Given passage

Speed up datashader rendering of points (#557)

timtreis · web-flow · commit 44b07206a0e8 · 2026-03-27T14:03:00.000+01:00
diff --git a/src/spatialdata_plot/pl/_datashader.py b/src/spatialdata_plot/pl/_datashader.py
@@ -62,19 +62,27 @@ def _build_datashader_color_key(
     """Build a datashader ``color_key`` dict from a categorical series and its color vector."""
     na_hex = _hex_no_alpha(na_color_hex) if na_color_hex.startswith("#") else na_color_hex
     colors_arr = np.asarray(color_vector, dtype=object)
-    if len(colors_arr) != len(cat_series.codes):
+    categories = np.asarray(cat_series.categories, dtype=str)
+    codes = np.asarray(cat_series.codes)
+
+    if len(colors_arr) != len(codes):
         logger.warning(
-            f"color_vector length ({len(colors_arr)}) does not match categorical series length "
-            f"({len(cat_series.codes)}); some categories may receive the na_color fallback."
+            f"color_vector length ({len(color_vector)}) does not match categorical series length "
+            f"({len(codes)}); some categories may receive the na_color fallback."
         )
+
+    # Use np.unique to find the first occurrence of each category in one pass,
+    # avoiding a Python loop over all points.  See #379.
+    unique_codes, first_indices = np.unique(codes, return_index=True)
+
     first_color: dict[str, str] = {}
-    for code, color in zip(cat_series.codes, colors_arr, strict=False):
-        if code < 0:
+    for code, idx in zip(unique_codes, first_indices, strict=True):
+        if code < 0 or idx >= len(colors_arr):
             continue
-        cat_name = str(cat_series.categories[code])
-        if cat_name not in first_color:
-            first_color[cat_name] = _hex_no_alpha(color) if isinstance(color, str) and color.startswith("#") else color
-    return {str(c): first_color.get(str(c), na_hex) for c in cat_series.categories}
+        c = colors_arr[idx]
+        first_color[categories[code]] = _hex_no_alpha(c) if isinstance(c, str) and c.startswith("#") else c
+
+    return {cat: first_color.get(cat, na_hex) for cat in categories}
 
 
 def _inject_ds_nan_sentinel(series: pd.Series, sentinel: str = _DS_NAN_CATEGORY) -> pd.Series:
diff --git a/src/spatialdata_plot/pl/render.py b/src/spatialdata_plot/pl/render.py
@@ -51,6 +51,7 @@
 from spatialdata_plot.pl.utils import (
     _ax_show_and_transform,
     _convert_shapes,
+    _datashader_canvas_from_dataframe,
     _decorate_axs,
     _get_collection_shape,
     _get_colors_for_categorical_obs,
@@ -81,14 +82,15 @@ def _want_decorations(color_vector: Any, na_color: Color) -> bool:
     cv = np.asarray(color_vector)
     if cv.size == 0:
         return False
-    unique_vals = set(cv.tolist())
-    if len(unique_vals) != 1:
+    # Fast check: if any value differs from the first, there is variety → show decorations.

Extracted records
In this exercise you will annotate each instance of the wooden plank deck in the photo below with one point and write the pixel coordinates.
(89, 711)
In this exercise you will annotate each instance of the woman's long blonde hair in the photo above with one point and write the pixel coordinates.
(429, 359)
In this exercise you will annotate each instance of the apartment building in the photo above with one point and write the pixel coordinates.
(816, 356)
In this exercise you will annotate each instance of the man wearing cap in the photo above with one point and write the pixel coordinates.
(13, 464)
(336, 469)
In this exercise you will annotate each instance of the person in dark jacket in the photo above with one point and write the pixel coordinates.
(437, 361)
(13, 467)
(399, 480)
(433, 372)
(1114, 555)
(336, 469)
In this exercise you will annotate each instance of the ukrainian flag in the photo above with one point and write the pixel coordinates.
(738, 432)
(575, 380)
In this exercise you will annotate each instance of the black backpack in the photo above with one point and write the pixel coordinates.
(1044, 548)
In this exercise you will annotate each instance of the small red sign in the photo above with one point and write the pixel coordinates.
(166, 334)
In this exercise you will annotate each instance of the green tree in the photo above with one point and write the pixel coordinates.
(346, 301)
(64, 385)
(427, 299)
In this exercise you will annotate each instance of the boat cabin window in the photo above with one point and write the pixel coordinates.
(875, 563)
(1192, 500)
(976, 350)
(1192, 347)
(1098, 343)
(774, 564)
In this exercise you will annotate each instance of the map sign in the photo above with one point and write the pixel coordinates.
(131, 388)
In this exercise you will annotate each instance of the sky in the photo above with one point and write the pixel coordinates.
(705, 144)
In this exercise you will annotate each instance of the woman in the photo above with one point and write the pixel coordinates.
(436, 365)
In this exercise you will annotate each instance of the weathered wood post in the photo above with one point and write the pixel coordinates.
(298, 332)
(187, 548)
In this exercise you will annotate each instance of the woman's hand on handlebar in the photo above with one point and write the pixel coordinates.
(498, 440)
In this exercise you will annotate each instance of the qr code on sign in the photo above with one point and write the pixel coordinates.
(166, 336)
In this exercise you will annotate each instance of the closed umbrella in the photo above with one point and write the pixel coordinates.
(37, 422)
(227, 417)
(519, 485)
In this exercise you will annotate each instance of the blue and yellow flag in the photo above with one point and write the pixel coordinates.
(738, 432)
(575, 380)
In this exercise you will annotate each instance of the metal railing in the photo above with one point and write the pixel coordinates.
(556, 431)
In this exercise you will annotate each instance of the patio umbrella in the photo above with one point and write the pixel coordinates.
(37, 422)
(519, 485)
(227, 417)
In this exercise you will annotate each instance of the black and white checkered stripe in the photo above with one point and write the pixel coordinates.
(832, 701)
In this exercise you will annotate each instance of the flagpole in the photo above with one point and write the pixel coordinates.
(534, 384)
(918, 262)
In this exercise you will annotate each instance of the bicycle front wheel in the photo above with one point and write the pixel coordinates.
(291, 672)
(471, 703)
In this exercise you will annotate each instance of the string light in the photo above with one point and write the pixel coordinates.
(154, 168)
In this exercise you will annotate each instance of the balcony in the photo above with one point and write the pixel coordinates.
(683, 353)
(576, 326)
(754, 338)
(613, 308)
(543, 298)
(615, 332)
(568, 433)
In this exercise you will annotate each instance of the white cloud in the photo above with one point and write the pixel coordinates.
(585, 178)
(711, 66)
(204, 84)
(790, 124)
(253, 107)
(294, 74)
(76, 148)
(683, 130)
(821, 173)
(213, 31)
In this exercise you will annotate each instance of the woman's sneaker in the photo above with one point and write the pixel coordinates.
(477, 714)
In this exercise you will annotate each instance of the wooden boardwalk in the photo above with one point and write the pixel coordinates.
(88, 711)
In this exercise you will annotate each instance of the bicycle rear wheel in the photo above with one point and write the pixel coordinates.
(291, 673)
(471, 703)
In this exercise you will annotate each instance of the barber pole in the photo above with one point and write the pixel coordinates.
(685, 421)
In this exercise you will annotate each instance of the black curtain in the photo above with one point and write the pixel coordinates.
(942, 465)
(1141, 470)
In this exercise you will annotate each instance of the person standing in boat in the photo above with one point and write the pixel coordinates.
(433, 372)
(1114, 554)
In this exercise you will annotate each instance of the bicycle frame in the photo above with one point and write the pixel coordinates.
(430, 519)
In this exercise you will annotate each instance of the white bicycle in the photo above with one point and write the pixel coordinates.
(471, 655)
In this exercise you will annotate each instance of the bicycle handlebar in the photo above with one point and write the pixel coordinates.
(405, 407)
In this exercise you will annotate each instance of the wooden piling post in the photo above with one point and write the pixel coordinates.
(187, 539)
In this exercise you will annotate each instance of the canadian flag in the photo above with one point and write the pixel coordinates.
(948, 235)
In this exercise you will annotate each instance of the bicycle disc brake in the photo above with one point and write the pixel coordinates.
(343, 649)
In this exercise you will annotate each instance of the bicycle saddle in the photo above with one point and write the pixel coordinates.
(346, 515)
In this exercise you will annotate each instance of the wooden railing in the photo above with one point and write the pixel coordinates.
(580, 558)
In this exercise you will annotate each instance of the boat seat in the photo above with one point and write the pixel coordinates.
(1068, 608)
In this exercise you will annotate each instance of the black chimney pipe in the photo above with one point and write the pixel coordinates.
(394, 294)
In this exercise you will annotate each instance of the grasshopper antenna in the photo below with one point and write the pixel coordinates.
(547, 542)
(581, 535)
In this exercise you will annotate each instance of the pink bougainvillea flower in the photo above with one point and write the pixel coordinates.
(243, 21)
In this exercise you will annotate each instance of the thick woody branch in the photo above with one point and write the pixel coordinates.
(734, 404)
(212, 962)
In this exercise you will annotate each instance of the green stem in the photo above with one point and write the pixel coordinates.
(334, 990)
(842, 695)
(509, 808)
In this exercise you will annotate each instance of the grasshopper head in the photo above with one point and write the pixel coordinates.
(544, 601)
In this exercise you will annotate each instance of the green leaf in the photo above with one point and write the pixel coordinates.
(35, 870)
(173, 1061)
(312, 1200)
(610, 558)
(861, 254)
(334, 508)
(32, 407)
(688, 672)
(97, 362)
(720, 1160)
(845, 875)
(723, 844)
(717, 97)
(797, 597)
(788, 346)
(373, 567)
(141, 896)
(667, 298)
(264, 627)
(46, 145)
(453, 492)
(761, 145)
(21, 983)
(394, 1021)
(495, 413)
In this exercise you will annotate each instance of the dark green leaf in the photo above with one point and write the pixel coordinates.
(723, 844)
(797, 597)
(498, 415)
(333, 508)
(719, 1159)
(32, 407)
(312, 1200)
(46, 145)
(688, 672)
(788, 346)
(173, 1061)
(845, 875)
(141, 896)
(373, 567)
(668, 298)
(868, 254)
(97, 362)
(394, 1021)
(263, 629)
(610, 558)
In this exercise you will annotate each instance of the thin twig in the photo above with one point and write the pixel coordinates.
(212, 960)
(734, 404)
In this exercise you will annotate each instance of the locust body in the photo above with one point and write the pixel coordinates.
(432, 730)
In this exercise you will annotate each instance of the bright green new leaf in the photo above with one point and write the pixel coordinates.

--

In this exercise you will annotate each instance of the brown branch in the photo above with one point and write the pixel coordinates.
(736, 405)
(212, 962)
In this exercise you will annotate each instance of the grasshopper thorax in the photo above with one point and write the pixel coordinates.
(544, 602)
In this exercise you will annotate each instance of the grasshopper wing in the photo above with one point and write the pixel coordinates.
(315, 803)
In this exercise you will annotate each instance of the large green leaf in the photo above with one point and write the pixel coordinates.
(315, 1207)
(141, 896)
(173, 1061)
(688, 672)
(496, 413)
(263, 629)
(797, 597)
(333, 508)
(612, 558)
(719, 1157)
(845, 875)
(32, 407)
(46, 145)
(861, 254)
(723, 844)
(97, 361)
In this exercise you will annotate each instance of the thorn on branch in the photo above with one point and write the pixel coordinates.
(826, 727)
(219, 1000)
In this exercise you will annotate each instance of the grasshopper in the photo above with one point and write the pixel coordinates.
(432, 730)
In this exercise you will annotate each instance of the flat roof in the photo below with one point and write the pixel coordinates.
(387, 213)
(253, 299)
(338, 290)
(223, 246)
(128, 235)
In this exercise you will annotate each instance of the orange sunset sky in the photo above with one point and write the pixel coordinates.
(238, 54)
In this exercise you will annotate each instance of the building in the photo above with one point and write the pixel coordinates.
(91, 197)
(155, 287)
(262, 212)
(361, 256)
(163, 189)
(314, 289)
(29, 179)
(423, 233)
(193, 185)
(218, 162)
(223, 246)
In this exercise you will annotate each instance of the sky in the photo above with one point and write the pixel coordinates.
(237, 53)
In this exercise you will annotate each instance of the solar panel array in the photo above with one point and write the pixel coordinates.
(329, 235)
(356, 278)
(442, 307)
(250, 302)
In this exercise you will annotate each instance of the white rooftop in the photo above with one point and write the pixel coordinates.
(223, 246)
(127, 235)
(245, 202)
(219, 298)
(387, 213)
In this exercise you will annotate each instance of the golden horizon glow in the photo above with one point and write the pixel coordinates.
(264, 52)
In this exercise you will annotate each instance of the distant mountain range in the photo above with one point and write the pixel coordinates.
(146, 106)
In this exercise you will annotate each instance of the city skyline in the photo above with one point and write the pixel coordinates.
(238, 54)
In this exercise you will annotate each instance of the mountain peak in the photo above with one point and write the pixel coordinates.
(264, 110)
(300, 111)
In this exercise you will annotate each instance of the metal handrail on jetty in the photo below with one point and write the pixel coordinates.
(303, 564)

Exercise goal
Answer the following questions using the diff.
1. Which issue number does the code comment cite for the np.unique approach?
2. Which name is newly added to the import list from spatialdata_plot.pl.utils?
3. What does _want_decorations return when cv.size equals 0?

Answer in full
1. #379
2. _datashader_canvas_from_dataframe
3. False